▶ DOCUMENT PASSAGE:
= = = = = = =

The report from U.S. expert Lynn Nicholas, published by the Royal Irish
Academy following two investigations over three years, called the Simon
Wiesenthal Center's allegations "unprofessional in the extreme."
Nicholas found no evidence that the late John and Gertrude Hunt-founders of
one of Ireland's best-loved museums, the Hunt Museum in Limerick-did
anything wrong. She did call for further research of the museum's pieces,
most of which are undocumented.
Nicholas, Washington-based author of "The Rape of Europa" and other works
examining the World War II art world, harshly criticized the Wiesenthal
Center, the world's major Nazi-hunting pressure group, headquartered in Los
Angeles, for making personally abusive claims based on threadbare evidence.
A call to a spokesman at the center before business hours Friday was not
immediately returned.
Nicholas said she could find "no proof whatsoever that the Hunts were Nazis,
that they were involved in any kind of espionage, or that they were
traffickers in looted art."
"It is, of course, important to recover and return items unlawfully taken
during World War II, but it is equally obligatory, in the pursuit of
justice, to protect people and institutions from unproven allegations," she
wrote.
Nicholas said the Wiesenthal Center's primary documentary basis for its
allegation was an Irish army intelligence file on Gertrude Hunt, who was
German. Such files-kept on more than 500 German nationals during the war-are
open to the public in a Dublin archive.
She said the center's Paris-based director of international liaison, Shimon
Samuels, was irresponsible not to have admitted from the start this was his
source.
Samuels in 2004 claimed-in a public letter to Irish President Mary McAleese
and a string of Irish media interviews-that the Hunts were suspected Nazi
spies and buyers of Holocaust victims' art. He declined to reveal his
source.

= = = = = = =

▶ EXTRACTED DATA:
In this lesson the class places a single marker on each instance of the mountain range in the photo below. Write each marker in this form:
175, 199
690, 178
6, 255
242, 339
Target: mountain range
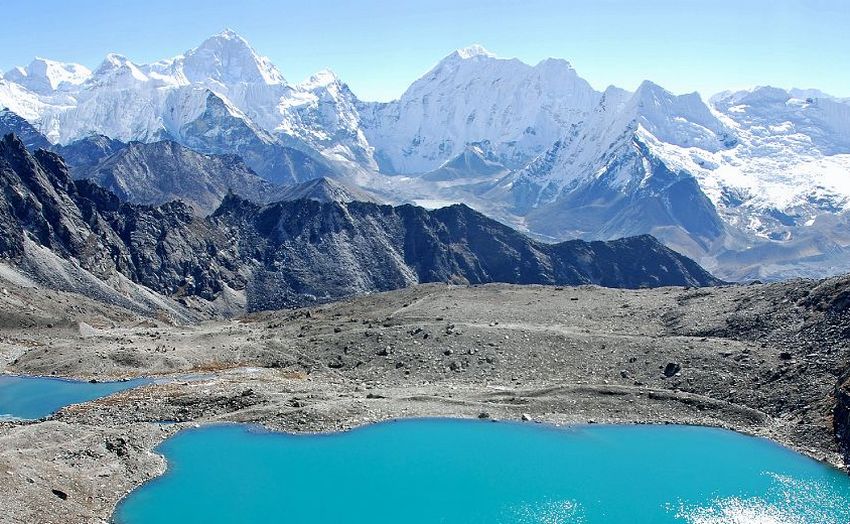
752, 184
318, 245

= = = = = = =

▶ TASK INSTRUCTIONS:
#1 According to the Hunt Museum passage, where is the Wiesenthal Center headquartered?
#2 Rescale the rows by writing out every line again, requests included. Multiply each answer coordinate by 0.65 and round to whole numbers with halves going up, but keep the sample points in the request unchanged. Omit the pictures.
The rows have nothing to do with the Hunt Museum passage.

▶ TASK RESPONSES:
#1 Los Angeles.

#2
In this lesson the class places a single marker on each instance of the mountain range in the photo below. Write each marker in this form:
175, 199
690, 178
6, 255
242, 339
Target: mountain range
489, 120
207, 159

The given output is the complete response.